Your instructions: Rewrite the records from the line containing "If you could put a point on the blonde" through the end of the records, both ends included and the requests kept as they are. Scale every point coordinate by 0.25, round to whole numbers with halves going up, and leave out the pictures.

[BEGIN]

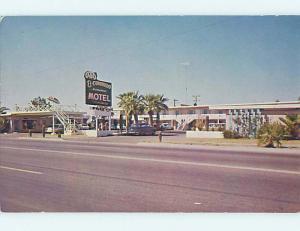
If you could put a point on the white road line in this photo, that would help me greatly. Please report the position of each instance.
(20, 170)
(159, 160)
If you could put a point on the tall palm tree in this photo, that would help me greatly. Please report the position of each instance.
(154, 103)
(160, 107)
(150, 106)
(131, 103)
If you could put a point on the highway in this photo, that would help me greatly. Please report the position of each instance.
(67, 176)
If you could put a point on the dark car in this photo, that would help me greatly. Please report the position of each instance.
(58, 128)
(143, 129)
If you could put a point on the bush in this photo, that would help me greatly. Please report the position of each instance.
(271, 133)
(228, 134)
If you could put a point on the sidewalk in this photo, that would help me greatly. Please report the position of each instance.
(169, 141)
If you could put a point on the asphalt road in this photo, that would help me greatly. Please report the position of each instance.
(79, 176)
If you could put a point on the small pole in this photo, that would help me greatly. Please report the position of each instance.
(43, 131)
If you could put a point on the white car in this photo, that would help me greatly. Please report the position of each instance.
(166, 126)
(58, 128)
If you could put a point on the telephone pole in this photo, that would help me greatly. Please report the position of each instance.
(195, 99)
(174, 102)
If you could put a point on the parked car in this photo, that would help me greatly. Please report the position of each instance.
(58, 128)
(143, 129)
(83, 127)
(166, 126)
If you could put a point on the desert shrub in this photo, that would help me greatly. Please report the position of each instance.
(228, 134)
(271, 133)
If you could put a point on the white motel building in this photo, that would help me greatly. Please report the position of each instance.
(214, 117)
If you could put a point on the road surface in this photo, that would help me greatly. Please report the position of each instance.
(71, 176)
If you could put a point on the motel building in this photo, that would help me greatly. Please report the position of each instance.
(224, 116)
(26, 118)
(244, 118)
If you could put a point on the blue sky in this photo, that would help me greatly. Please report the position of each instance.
(231, 59)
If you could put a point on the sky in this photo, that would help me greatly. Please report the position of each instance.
(229, 59)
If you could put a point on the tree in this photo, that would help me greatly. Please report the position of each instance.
(154, 103)
(271, 133)
(39, 103)
(131, 103)
(160, 106)
(149, 101)
(292, 123)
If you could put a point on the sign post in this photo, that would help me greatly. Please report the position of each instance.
(99, 94)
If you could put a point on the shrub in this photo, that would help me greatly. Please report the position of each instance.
(271, 133)
(228, 134)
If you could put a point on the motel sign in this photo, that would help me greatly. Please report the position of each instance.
(97, 92)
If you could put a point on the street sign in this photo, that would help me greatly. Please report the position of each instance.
(97, 92)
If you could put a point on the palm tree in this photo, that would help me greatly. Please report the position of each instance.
(154, 103)
(160, 106)
(131, 103)
(150, 106)
(292, 123)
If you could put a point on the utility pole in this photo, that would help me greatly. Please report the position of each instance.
(174, 102)
(195, 99)
(185, 66)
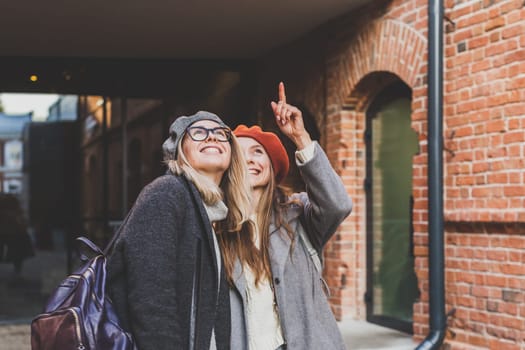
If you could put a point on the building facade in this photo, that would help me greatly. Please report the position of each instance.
(361, 81)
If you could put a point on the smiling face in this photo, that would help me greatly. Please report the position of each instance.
(210, 156)
(259, 164)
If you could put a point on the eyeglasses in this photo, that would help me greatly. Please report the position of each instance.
(200, 133)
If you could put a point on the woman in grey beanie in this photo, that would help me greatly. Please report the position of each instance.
(165, 274)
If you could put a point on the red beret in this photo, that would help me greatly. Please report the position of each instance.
(273, 146)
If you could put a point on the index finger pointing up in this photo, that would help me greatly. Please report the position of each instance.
(282, 94)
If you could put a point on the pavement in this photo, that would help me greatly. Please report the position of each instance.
(358, 335)
(23, 296)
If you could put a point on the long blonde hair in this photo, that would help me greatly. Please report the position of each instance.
(234, 188)
(240, 245)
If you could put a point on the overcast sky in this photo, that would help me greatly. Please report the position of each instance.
(25, 103)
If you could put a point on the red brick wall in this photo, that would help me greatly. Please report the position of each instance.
(484, 94)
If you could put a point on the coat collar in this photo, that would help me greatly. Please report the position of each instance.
(208, 231)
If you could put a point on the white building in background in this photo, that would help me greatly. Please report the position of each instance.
(11, 151)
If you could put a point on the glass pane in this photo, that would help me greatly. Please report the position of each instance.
(393, 145)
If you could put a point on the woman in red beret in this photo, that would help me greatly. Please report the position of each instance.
(277, 297)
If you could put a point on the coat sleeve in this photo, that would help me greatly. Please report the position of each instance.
(148, 247)
(326, 203)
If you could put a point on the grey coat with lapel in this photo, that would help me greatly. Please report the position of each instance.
(163, 273)
(307, 320)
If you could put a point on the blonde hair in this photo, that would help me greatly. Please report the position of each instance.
(234, 188)
(240, 245)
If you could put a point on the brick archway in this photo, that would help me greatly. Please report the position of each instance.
(383, 52)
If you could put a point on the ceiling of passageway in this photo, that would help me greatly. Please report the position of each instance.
(167, 29)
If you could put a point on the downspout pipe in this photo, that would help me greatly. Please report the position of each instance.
(436, 251)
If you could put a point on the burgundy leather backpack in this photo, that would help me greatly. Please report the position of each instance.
(79, 315)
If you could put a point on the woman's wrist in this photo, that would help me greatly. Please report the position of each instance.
(302, 141)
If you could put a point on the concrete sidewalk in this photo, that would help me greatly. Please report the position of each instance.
(358, 335)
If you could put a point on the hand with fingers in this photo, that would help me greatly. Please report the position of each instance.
(290, 120)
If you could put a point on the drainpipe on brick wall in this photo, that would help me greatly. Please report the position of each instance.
(436, 251)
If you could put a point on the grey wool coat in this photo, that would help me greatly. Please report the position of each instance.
(306, 318)
(163, 273)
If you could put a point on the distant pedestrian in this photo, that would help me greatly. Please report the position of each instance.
(15, 242)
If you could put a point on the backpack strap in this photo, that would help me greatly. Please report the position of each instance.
(113, 240)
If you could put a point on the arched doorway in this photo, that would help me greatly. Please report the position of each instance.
(390, 145)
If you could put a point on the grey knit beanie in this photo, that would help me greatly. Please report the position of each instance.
(178, 128)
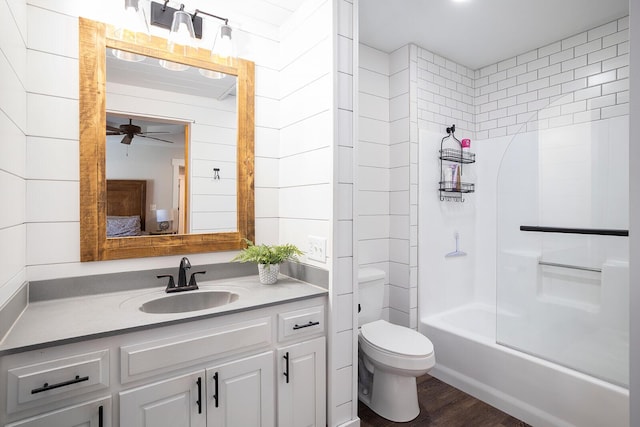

[END]

Worked answer:
If you could put a point on the blonde hair in this photo, that would help me greatly. Please report the position of each instance.
(59, 47)
(60, 61)
If you could put a point on the brick archway in this photo, that would help me greatly. Please report the position of each instance.
(96, 13)
If you could put a point on the ceiling of passageway in this photo, that would help me greatly. Please report the position of each instance.
(42, 7)
If you could put a point on the downspout pipe in this photo, that would help me greatly. Please report the position of each instance.
(109, 63)
If you could put a point on the burgundy leather backpack in this photo, that would help me greatly. Please report the position of each instance.
(20, 79)
If you could put a point on the woman's wrist in this photo, that would help me greatly. Please report the position of each instance.
(76, 35)
If you could put a point on the concrete sidewalk in this photo, that would help me greatly. Please report the position of each instance.
(90, 84)
If you could put a point on the hand with fingers in this photo, that would help me greatly. Please report the position of each instance.
(73, 30)
If you could put a point on the drainpipe on brick wall in this photo, that would help me greatly. Please report the position of each instance.
(109, 63)
If you could put a point on the grey wool coat in this photo, that would help me greatly. Please report the position of each instance.
(77, 80)
(41, 68)
If you could put a point on the distant pedestrian in this photo, that would help me greatly. Please report the position of each instance.
(4, 61)
If you could put a point on the backpack strap in this photo, that would help me greatly. Please report the position of each instance.
(28, 60)
If you could put a point on the arched doorway in this photo, that would help me greatly. Please report the position of each instance.
(98, 36)
If you could put a point on the grey knit beanie in this photo, that would help me greatly. Please report the position of each instance.
(45, 32)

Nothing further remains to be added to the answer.